→ **WHAT THE TASK REQUIRES**
Match the word "hazy". Return each line of the data below where it appears.

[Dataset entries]
((

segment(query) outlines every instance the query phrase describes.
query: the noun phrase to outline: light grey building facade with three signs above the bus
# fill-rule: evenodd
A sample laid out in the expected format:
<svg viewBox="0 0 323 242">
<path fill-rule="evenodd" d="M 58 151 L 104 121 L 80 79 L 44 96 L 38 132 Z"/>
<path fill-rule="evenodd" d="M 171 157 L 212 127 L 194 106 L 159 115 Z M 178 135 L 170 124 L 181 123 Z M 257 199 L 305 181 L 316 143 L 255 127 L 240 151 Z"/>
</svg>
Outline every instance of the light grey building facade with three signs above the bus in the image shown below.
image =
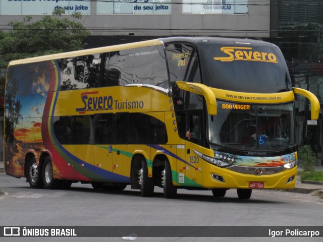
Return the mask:
<svg viewBox="0 0 323 242">
<path fill-rule="evenodd" d="M 248 3 L 250 2 L 250 3 Z M 270 1 L 253 0 L 0 0 L 3 25 L 31 15 L 39 20 L 55 8 L 82 13 L 95 36 L 226 35 L 269 37 Z"/>
</svg>

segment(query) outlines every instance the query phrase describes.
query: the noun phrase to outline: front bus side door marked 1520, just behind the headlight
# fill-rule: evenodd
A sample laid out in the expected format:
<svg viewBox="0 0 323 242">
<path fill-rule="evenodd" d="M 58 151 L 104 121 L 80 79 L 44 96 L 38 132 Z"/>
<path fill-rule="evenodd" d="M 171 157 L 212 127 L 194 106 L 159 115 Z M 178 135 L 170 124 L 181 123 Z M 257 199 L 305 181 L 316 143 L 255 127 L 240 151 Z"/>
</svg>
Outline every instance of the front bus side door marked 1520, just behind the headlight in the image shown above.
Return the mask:
<svg viewBox="0 0 323 242">
<path fill-rule="evenodd" d="M 186 132 L 186 186 L 203 186 L 203 161 L 194 152 L 203 153 L 202 110 L 187 110 Z"/>
</svg>

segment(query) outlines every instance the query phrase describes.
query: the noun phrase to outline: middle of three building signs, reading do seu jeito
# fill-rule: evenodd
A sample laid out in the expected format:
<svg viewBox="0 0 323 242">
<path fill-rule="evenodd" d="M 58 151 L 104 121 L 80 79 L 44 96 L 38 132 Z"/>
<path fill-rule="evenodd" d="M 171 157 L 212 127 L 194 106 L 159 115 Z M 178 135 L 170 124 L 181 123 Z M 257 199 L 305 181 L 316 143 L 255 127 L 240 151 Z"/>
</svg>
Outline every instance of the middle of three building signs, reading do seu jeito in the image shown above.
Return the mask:
<svg viewBox="0 0 323 242">
<path fill-rule="evenodd" d="M 102 0 L 96 14 L 171 14 L 172 0 Z"/>
</svg>

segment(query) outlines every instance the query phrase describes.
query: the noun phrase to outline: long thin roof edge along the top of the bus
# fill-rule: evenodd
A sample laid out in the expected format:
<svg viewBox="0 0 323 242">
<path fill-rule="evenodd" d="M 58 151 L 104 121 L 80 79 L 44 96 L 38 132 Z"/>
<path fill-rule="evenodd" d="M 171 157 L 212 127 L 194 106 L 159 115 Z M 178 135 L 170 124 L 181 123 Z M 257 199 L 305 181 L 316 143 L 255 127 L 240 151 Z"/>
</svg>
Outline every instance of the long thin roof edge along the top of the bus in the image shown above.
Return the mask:
<svg viewBox="0 0 323 242">
<path fill-rule="evenodd" d="M 111 45 L 111 46 L 104 46 L 98 48 L 91 48 L 91 49 L 82 49 L 64 53 L 57 53 L 57 54 L 49 54 L 49 55 L 42 55 L 37 57 L 25 58 L 25 59 L 17 59 L 15 61 L 11 61 L 8 65 L 16 66 L 21 64 L 27 63 L 35 63 L 35 62 L 42 62 L 42 61 L 50 61 L 52 59 L 59 59 L 59 58 L 68 58 L 74 56 L 81 56 L 81 55 L 88 55 L 88 54 L 96 54 L 96 53 L 104 53 L 104 52 L 111 52 L 111 51 L 118 51 L 124 50 L 129 48 L 140 48 L 145 46 L 153 46 L 163 43 L 172 43 L 172 42 L 188 42 L 192 44 L 197 44 L 199 42 L 209 42 L 215 44 L 247 44 L 247 45 L 258 45 L 258 46 L 275 46 L 272 43 L 253 40 L 253 39 L 239 39 L 239 38 L 224 38 L 224 37 L 203 37 L 203 36 L 195 36 L 195 37 L 166 37 L 166 38 L 158 38 L 134 43 L 127 43 L 127 44 L 119 44 L 119 45 Z"/>
</svg>

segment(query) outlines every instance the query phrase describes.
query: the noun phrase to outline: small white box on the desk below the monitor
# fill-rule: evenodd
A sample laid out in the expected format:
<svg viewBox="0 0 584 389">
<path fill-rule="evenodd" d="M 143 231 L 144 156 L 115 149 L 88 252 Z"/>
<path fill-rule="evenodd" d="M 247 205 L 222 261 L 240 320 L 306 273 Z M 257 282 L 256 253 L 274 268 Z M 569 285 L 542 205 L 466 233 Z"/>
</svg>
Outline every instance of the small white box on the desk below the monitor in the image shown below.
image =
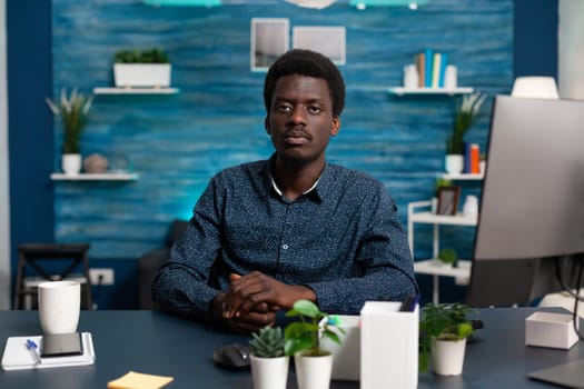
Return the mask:
<svg viewBox="0 0 584 389">
<path fill-rule="evenodd" d="M 571 313 L 535 312 L 525 319 L 525 346 L 567 350 L 577 341 Z"/>
</svg>

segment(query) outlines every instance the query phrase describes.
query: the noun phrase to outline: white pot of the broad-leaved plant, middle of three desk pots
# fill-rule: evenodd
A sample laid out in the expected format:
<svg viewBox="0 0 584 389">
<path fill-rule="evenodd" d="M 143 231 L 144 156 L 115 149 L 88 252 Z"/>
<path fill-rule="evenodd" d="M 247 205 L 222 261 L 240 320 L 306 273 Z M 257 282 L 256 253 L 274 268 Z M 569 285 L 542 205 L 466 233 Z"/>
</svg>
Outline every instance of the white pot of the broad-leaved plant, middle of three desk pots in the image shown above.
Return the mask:
<svg viewBox="0 0 584 389">
<path fill-rule="evenodd" d="M 333 355 L 310 357 L 294 356 L 298 389 L 328 389 L 333 371 Z"/>
</svg>

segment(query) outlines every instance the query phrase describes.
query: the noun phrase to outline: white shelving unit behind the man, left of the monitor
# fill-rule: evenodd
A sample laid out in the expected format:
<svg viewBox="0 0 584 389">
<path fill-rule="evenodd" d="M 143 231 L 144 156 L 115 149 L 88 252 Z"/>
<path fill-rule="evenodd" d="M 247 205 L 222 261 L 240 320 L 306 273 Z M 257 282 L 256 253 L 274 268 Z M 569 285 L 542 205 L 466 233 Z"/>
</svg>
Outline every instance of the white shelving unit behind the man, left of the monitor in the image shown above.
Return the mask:
<svg viewBox="0 0 584 389">
<path fill-rule="evenodd" d="M 467 226 L 474 227 L 477 223 L 477 217 L 467 217 L 462 213 L 455 216 L 436 215 L 432 212 L 432 201 L 416 201 L 407 206 L 407 239 L 412 256 L 414 252 L 414 226 L 425 223 L 433 226 L 433 245 L 432 258 L 422 259 L 414 262 L 414 271 L 420 275 L 432 275 L 433 280 L 433 302 L 439 301 L 439 280 L 438 277 L 454 277 L 457 285 L 468 285 L 471 279 L 471 260 L 458 259 L 458 266 L 444 263 L 438 259 L 441 226 Z"/>
</svg>

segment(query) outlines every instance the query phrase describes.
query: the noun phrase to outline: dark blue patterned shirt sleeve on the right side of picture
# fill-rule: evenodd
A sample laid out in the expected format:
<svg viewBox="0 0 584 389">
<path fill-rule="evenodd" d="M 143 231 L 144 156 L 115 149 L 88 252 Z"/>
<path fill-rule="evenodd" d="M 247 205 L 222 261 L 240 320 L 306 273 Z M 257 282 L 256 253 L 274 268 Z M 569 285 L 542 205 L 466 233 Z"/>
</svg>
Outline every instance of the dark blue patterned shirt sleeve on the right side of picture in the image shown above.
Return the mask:
<svg viewBox="0 0 584 389">
<path fill-rule="evenodd" d="M 396 301 L 418 293 L 412 252 L 395 201 L 382 184 L 365 201 L 363 209 L 370 212 L 364 218 L 368 227 L 354 258 L 355 276 L 307 285 L 325 312 L 355 315 L 365 301 Z"/>
</svg>

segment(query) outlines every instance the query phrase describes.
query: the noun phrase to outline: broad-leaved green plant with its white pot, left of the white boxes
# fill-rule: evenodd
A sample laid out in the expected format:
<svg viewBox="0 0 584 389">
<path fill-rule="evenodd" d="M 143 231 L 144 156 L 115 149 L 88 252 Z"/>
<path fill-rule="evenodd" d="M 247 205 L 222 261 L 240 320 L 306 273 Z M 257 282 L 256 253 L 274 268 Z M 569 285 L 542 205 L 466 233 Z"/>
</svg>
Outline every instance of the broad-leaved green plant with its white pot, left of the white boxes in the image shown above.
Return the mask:
<svg viewBox="0 0 584 389">
<path fill-rule="evenodd" d="M 285 352 L 294 356 L 298 388 L 328 389 L 333 353 L 321 346 L 327 339 L 340 345 L 338 333 L 345 331 L 337 327 L 338 319 L 321 312 L 308 300 L 296 301 L 286 316 L 300 318 L 300 321 L 286 326 L 285 330 Z"/>
</svg>

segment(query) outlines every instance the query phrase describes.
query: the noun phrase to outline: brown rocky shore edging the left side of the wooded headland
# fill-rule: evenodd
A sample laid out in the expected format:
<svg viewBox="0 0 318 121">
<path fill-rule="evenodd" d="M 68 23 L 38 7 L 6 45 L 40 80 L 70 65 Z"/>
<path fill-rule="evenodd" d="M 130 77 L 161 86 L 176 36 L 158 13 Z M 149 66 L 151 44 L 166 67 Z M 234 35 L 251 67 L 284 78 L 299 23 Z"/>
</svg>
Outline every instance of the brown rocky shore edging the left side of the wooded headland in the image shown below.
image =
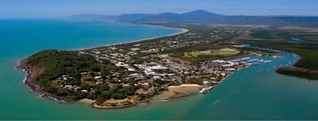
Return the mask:
<svg viewBox="0 0 318 121">
<path fill-rule="evenodd" d="M 32 82 L 32 79 L 35 77 L 36 72 L 34 69 L 29 68 L 26 63 L 26 59 L 20 60 L 18 62 L 18 65 L 16 66 L 17 69 L 22 69 L 26 73 L 26 77 L 23 80 L 23 83 L 34 93 L 40 94 L 38 97 L 40 98 L 52 98 L 59 102 L 68 102 L 68 103 L 74 103 L 77 102 L 76 100 L 66 99 L 62 98 L 53 94 L 50 94 L 48 92 L 42 91 L 39 86 L 34 84 Z"/>
</svg>

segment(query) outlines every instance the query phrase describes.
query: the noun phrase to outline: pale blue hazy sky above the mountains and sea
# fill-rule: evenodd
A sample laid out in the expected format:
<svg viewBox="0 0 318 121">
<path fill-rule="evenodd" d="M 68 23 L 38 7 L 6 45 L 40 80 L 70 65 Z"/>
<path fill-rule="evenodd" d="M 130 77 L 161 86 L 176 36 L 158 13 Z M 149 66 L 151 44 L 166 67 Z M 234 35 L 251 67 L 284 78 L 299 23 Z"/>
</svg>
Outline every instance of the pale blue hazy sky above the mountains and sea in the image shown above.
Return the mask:
<svg viewBox="0 0 318 121">
<path fill-rule="evenodd" d="M 0 18 L 61 18 L 77 14 L 185 13 L 318 16 L 318 0 L 0 0 Z"/>
</svg>

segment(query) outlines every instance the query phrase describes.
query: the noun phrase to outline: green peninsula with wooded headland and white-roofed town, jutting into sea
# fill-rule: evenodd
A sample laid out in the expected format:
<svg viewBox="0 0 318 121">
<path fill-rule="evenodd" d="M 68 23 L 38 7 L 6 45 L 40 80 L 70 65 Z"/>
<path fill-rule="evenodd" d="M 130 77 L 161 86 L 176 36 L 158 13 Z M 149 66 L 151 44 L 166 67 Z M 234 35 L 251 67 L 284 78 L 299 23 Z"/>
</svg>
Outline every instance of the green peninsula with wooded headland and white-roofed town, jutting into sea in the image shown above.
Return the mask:
<svg viewBox="0 0 318 121">
<path fill-rule="evenodd" d="M 294 51 L 289 46 L 315 45 L 283 36 L 267 40 L 270 34 L 259 34 L 275 31 L 278 35 L 289 31 L 273 26 L 162 25 L 188 31 L 74 51 L 43 50 L 21 60 L 17 68 L 28 73 L 25 83 L 45 97 L 67 102 L 90 99 L 94 100 L 93 108 L 112 109 L 148 101 L 168 90 L 169 86 L 196 84 L 202 88 L 212 87 L 222 83 L 234 71 L 271 62 L 252 60 L 248 57 L 251 55 L 282 57 L 273 51 L 241 44 L 291 52 Z M 284 44 L 284 48 L 277 47 L 280 44 Z M 308 59 L 303 57 L 302 60 Z M 176 92 L 171 98 L 188 95 Z"/>
</svg>

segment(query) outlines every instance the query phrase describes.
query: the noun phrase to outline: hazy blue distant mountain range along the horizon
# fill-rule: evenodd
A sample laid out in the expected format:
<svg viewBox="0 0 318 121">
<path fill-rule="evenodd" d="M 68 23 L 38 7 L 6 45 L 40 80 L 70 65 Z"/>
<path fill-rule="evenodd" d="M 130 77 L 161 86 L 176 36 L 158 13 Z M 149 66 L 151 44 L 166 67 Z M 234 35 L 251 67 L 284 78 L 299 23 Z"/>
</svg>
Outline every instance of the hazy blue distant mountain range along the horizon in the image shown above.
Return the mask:
<svg viewBox="0 0 318 121">
<path fill-rule="evenodd" d="M 254 24 L 277 26 L 306 26 L 318 27 L 316 16 L 226 16 L 211 13 L 205 10 L 195 10 L 183 14 L 122 14 L 120 16 L 107 16 L 100 14 L 73 15 L 68 18 L 107 19 L 116 22 L 142 23 L 142 22 L 169 22 L 169 23 L 224 23 L 224 24 Z"/>
</svg>

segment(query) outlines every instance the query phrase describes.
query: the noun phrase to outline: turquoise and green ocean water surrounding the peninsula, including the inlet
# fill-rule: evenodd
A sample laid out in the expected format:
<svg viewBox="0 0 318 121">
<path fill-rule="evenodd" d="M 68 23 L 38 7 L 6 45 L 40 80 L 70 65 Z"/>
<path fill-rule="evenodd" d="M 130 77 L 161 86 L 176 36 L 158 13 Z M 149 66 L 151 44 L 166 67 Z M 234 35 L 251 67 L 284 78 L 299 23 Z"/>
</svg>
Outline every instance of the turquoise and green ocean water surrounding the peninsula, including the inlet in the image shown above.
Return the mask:
<svg viewBox="0 0 318 121">
<path fill-rule="evenodd" d="M 284 52 L 283 59 L 252 56 L 273 62 L 235 72 L 210 93 L 111 110 L 37 98 L 22 83 L 24 72 L 14 68 L 44 49 L 89 48 L 181 31 L 102 21 L 0 20 L 0 120 L 318 120 L 318 81 L 274 72 L 299 60 Z"/>
</svg>

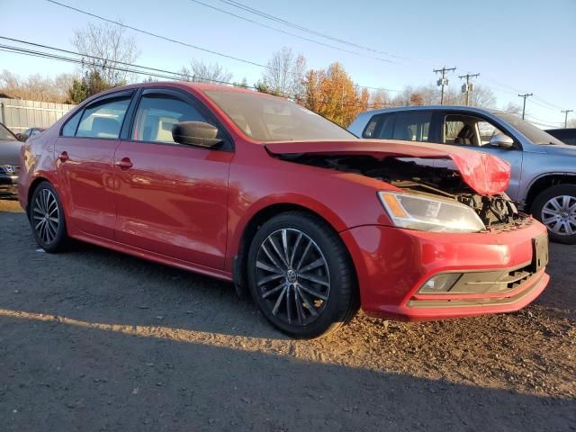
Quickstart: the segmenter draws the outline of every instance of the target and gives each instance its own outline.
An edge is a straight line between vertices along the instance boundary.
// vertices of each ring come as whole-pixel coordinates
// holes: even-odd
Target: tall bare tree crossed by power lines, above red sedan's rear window
[[[85,56],[83,65],[89,74],[98,74],[112,86],[122,85],[130,79],[130,66],[126,64],[133,63],[139,51],[134,38],[126,34],[125,27],[88,23],[85,29],[74,31],[71,42]]]

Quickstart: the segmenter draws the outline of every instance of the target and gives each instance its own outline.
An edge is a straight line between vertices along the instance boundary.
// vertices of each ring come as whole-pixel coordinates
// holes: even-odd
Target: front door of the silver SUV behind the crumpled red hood
[[[465,128],[467,130],[464,130]],[[499,148],[490,145],[491,137],[498,133],[508,135],[513,139],[514,135],[511,132],[490,119],[468,112],[444,112],[442,130],[442,142],[445,144],[490,153],[509,162],[510,183],[506,193],[513,200],[518,200],[524,157],[520,143],[516,142],[515,139],[512,148]]]

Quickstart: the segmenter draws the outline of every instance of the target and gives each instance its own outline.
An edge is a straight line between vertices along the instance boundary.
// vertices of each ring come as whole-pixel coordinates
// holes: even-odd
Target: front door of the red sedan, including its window
[[[190,94],[146,88],[133,116],[129,139],[114,160],[116,239],[196,265],[224,267],[228,223],[231,140],[211,149],[177,144],[172,126],[206,121],[210,112]],[[221,128],[220,128],[221,130]],[[223,130],[220,134],[225,133]]]

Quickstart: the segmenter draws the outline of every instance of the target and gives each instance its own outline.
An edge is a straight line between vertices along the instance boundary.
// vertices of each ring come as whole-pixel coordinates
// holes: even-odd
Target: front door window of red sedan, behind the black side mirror
[[[145,94],[139,102],[131,138],[173,143],[172,126],[180,121],[206,119],[190,103],[166,94]]]

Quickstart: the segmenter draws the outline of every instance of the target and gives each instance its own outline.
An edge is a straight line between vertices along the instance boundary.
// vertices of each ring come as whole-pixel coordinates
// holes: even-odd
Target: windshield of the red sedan
[[[248,137],[258,141],[356,139],[297,103],[257,93],[204,92]]]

))

→ **ANSWER TO THE EXERCISE**
query: the noun phrase to outline: pale blue hazy sky above the mountains and sea
Outline every instance of the pale blue hazy sky above the mountains and sea in the image shown above.
query: the noun phrase to outline: hazy blue distant mountain range along the horizon
Outline every instance of the hazy blue distant mountain range along the horizon in the image shown above.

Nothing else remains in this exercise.